Goals —
- A) Who does the blog post about Nadine Dorries name as the writer's MP?
- B) Continue the blog post about Nadine Dorries from its last sentence.

Page —
—————

February 25th, 2010 § 2

Nadine Dorries seems happy to be seen to have someone making threats of violence against people for her, or so it seems by her silence on the subject. This is position that Nadine is putting herself in is not good, so I thought a she might need someone to have a quiet word in her ear.

Nadine isn’t going to listen to me, obviously, so off went a letter to my MP, Dr Evan Harris…

I am writing because a friend of mine, Tim Ireland, could do with your help.

For a fuller background to the story you will want to read the web pages listed at the end of this letter. It won’t take long, but the abridged version goes like this:

As one of the results of uncovering the source of a supposedly Islamist hit list of high profile people in The Sun newspaper, Tim has received serious threats of violence to him and his family from a group calling themselves ‘The Cheerleaders’. The ringleader of this group, and also of a music band called ‘The Fighting Cocks’ whose members have also been involved in this, is called Charlie Flowers. These groups know where Tim lives and have proved it by publishing his home address on the internet and there is no reason to doubt their sincerity with these threats.

—————

Excerpts from a location annotation dataset —
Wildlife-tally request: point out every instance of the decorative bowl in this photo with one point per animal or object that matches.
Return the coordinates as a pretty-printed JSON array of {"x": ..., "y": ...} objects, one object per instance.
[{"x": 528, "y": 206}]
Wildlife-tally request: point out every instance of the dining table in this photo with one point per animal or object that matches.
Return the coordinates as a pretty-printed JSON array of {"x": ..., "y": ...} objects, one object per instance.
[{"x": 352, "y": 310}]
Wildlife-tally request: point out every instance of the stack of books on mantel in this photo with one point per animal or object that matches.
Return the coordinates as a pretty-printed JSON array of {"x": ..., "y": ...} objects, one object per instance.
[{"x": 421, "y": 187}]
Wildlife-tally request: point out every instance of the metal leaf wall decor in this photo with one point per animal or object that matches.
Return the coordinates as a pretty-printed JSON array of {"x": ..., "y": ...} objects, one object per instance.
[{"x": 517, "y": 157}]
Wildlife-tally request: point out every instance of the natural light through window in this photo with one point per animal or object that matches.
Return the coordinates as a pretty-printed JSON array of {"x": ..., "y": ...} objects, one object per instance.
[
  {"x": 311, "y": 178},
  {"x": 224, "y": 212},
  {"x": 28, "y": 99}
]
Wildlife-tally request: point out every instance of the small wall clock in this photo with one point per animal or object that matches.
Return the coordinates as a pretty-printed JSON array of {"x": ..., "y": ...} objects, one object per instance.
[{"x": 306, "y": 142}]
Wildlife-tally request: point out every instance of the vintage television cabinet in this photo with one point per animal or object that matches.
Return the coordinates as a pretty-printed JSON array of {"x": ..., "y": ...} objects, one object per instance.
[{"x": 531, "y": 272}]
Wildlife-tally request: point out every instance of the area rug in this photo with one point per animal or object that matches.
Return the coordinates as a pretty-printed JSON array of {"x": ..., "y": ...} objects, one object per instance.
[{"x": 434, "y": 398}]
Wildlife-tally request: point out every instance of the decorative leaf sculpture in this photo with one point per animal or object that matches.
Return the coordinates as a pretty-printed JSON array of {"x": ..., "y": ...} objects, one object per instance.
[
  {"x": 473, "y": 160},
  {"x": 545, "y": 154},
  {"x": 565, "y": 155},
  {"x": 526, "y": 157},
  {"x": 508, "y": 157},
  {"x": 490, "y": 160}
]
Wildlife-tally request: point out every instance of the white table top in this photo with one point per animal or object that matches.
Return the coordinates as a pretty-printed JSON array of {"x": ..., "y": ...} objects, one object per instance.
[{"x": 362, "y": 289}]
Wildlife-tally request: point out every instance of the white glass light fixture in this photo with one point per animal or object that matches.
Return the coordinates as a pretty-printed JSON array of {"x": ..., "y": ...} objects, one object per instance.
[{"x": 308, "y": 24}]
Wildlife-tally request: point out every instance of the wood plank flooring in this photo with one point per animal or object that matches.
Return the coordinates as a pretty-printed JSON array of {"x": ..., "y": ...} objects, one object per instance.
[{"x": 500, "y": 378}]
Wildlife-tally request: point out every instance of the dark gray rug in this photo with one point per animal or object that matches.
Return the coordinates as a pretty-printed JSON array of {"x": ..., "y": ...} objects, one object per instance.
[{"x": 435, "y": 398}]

—————

The replies —
- A) Dr Evan Harris.

- B)
Charlie Flowers has claimed that this campaign of harassment against Tim is being carried out on behalf of, amongst other people, Nadine Dorries, the MP for Mid-bedfordshire.

(the claim is here: http://barthsnotes.wordpress.com/2010/02/16/friends-of-the-cheerleaders-wade-in-with-evasions/#comment-12040)

Tim has contacted Nadine to get a denial that she is involved but a response is not forthcoming.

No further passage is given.